Reproduce all of the records exactly.

Records drawn from a dataset
★ ★ ★ ★ ★ ★ ★

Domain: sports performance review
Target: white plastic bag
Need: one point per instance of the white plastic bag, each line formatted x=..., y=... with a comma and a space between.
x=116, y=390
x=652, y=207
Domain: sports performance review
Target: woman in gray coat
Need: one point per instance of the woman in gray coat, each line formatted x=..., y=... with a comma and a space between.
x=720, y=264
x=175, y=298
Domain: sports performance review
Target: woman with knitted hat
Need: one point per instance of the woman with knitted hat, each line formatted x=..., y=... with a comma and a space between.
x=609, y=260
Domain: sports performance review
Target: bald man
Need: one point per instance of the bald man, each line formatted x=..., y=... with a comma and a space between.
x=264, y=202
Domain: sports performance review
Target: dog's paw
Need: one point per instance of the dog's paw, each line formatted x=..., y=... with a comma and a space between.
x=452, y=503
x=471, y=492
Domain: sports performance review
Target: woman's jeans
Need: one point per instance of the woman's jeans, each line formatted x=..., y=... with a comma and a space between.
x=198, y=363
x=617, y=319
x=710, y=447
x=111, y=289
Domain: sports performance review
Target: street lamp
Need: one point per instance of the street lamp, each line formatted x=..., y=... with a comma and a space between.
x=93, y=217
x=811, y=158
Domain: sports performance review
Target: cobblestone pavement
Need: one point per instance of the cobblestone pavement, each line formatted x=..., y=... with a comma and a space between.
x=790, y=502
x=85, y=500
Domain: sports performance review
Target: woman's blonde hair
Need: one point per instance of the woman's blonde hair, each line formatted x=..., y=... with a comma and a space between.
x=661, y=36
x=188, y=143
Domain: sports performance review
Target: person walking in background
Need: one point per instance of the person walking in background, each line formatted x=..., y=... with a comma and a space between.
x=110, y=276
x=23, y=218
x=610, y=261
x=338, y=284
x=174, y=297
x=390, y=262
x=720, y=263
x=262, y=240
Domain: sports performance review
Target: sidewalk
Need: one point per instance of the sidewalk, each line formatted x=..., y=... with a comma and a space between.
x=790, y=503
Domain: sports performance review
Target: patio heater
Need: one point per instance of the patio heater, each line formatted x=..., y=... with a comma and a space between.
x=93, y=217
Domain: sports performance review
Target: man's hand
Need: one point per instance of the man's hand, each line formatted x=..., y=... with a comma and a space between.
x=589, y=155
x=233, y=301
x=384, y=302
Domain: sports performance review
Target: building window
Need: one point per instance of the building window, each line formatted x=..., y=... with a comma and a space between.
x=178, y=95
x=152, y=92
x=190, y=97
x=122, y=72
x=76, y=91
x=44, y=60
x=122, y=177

★ ★ ★ ★ ★ ★ ★

• **ANSWER TO THE EXERCISE**:
Domain: sports performance review
Target: white plastic bag
Need: one point per instance of the white plastic bag, each line formatted x=..., y=... with a comma and a space between.
x=116, y=390
x=652, y=207
Domain: sports performance review
Target: woman in gray coat
Need: one point per instance of the woman in gray coat, each line formatted x=..., y=... with a comma and a space between.
x=720, y=264
x=175, y=298
Domain: sports performance review
Target: woman with knitted hat
Need: one point per instance of the woman with knitted hat, each line formatted x=..., y=... with a comma and a space between.
x=609, y=260
Domain: sports performance review
Target: bald man
Need: one point per instance of the bald man, each line formatted x=..., y=... with a comma and a space between.
x=264, y=202
Domain: sports performance review
Target: dog's paw
Need: one point per instance of the dog's paw, each line formatted x=..., y=... with a comma and a space between.
x=452, y=503
x=471, y=492
Domain: sports performance review
Target: woman's jeans
Need: one point per instance of the woman's jeans, each line formatted x=..., y=... with a comma and a space between.
x=198, y=363
x=617, y=319
x=710, y=447
x=111, y=289
Domain: sports performance review
Target: street lamp
Need: one point per instance of the street lamp, each line formatted x=..., y=... with a comma and a space between.
x=93, y=217
x=811, y=158
Domain: sports performance review
Target: cobblestone pavement
Need: one point per instance of the cobblestone pavement, each line formatted x=..., y=... with a comma and a space between.
x=790, y=502
x=85, y=500
Domain: sports performance review
Target: woman's blonde hair
Need: one point per instance of the woman's blonde hair, each line formatted x=..., y=... with a comma and a space between.
x=661, y=36
x=188, y=143
Domain: sports performance review
Target: person walking in background
Need: one point per instance of the person walking in background, each line formatted x=..., y=... with a comma and a space between.
x=110, y=276
x=23, y=218
x=610, y=261
x=338, y=284
x=174, y=297
x=390, y=262
x=720, y=263
x=262, y=240
Domain: sports performance review
Target: sidewalk
Need: one point per instance of the sidewalk, each line formatted x=..., y=... with a comma and a space between.
x=790, y=503
Domain: sports performance review
Target: patio heater
Need: one point per instance of the patio heater, each line formatted x=..., y=... with a comma and a space between.
x=93, y=217
Domain: sports performance review
Target: man's hand
Need: one point per instance of the man's hand, each line formatted x=..., y=... with a comma and a space between.
x=589, y=155
x=233, y=301
x=384, y=302
Domain: sports performance review
Target: building window
Need: one point per instance of the building window, each line formatted x=..., y=... with a comma and a space between.
x=178, y=95
x=152, y=92
x=190, y=97
x=122, y=72
x=76, y=91
x=44, y=60
x=122, y=177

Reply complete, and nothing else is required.